Les réalisatrices à l’honneur de la 15è édition des Giornate degli Autori de la Mostra de Venise 2018
La 15è édition des Giornate degli Autori, également nommées Venice Days, qui ont lieu pendant le Festival du film de Venise offre, comme chaque année, un riche programme qui complète à merveille la sélection officielle, en privilégiant les œuvres audacieuses et promouvant la diversité du cinéma indépendant mondial.
« Quand nous avons débuté en 2004, nous avions trois mois pour tout organiser »
aime à rappeler le Délégué général des Journées des auteurs, Giorgio Gosetti.
« Nous avions un budget zéro mais des idées en abondance, un défi commun à relever ; nous étions sur la même longueur d’onde que la Biennale. Aujourd’hui nous offrons un programme qui va bien au-delà d’un complément à celui officiel du festival. Nous ouvrons une fenêtre fascinante sur la carrière de nos cinéastes, leurs propres défis et besoins d’expression, et des lignes prospectives sur cette industrie qui connaît des transformations majeures. »
Les 15è Giornate degli Autori proposent comme à l’accoutumée une petite sélection de films, onze cette année sur le millier qui est arrivé aux organisateurs, mais également de nombreuses manifestations ayant lieu dans le cœur des Journées, l’incontournable Villa degli Autori, comme un hommage au cinéaste allemande Alexander Kluge, Lion d’or en 1968 et Lion d’or d’honneur en 1982, un programme intitulé Women’s Tale, la remise d’un prix à l’une des réalisatrice faisant partie du programme de cette année et de nombreuses discussions autour des films présentés. La sélection de cette année se veut un savant mélange de cinéastes établis (comme Rithy Panh qui fait l’ouverture) avec des réalisateur-trice-s émergents, voire débutants, de formats, ainsi qu’un large spectre de genres, puisque les Journées se clôtureront par une comédie.

Petit exercice A -> Relève dans le texte source toutes les manifestations prévues à la Villa degli Autori.
Petit exercice B -> D'après le texte source, combien de films compte la sélection des Giornate degli Autori cette année ?
Petit exercice C -> Recopie le passage du texte source qui commence par « Les réalisatrices à » et va jusqu'à « cinéma indépendant mondial. », en remplaçant « Venice Days » par « Journées de Venise ».

Informations fournies ->
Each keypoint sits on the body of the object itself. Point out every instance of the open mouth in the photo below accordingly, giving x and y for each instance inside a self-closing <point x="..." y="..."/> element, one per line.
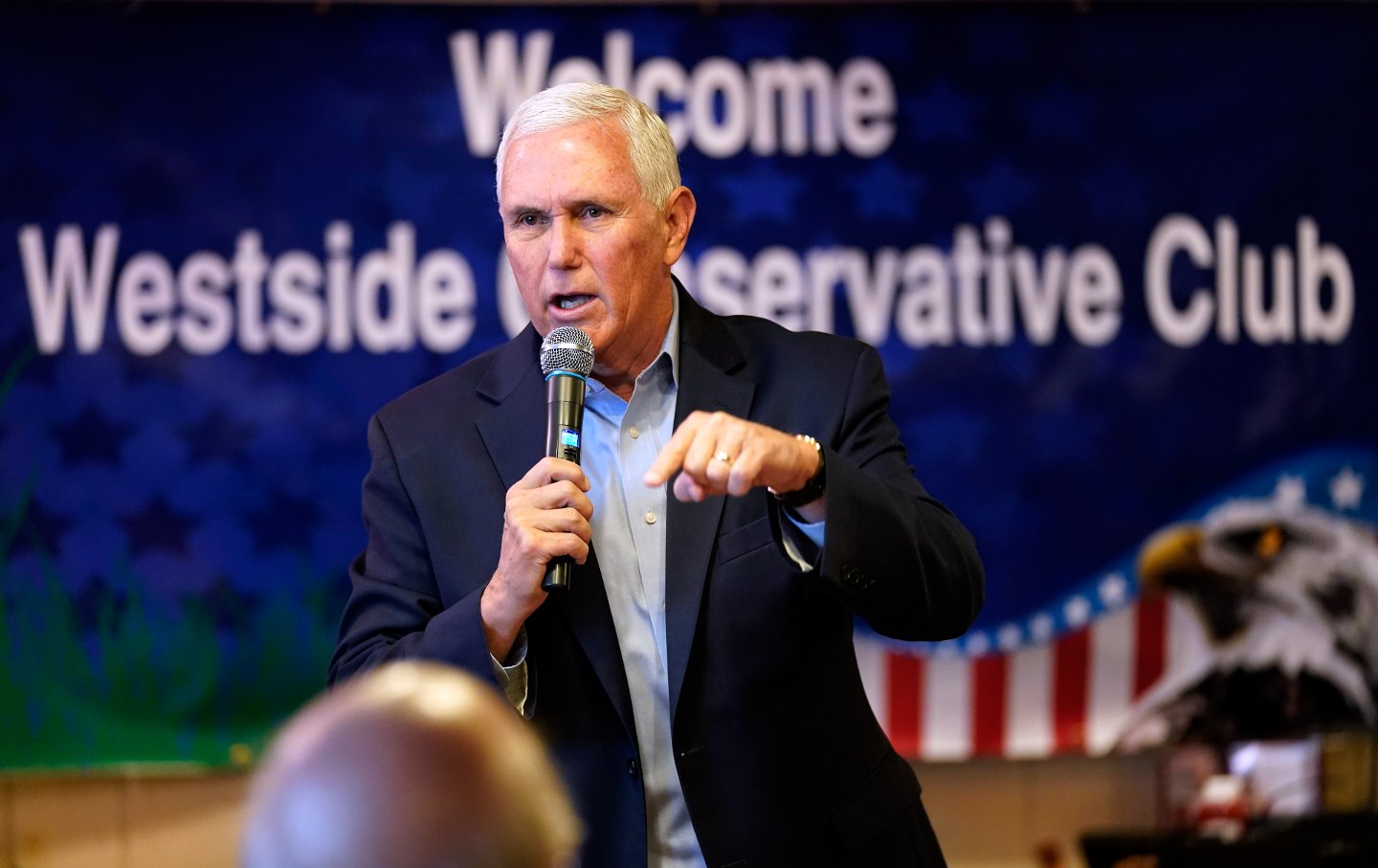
<point x="570" y="302"/>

Réponse attendue A ->
- un hommage au cinéaste Alexander Kluge
- un programme intitulé Women's Tale
- la remise d'un prix à l'une des réalisatrices du programme de cette année
- de nombreuses discussions autour des films présentés

Réponse attendue B -> Onze films, choisis parmi le millier reçu par les organisateurs.

Réponse attendue C ->
Les réalisatrices à l’honneur de la 15è édition des Giornate degli Autori de la Mostra de Venise 2018
La 15è édition des Giornate degli Autori, également nommées Journées de Venise, qui ont lieu pendant le Festival du film de Venise offre, comme chaque année, un riche programme qui complète à merveille la sélection officielle, en privilégiant les œuvres audacieuses et promouvant la diversité du cinéma indépendant mondial.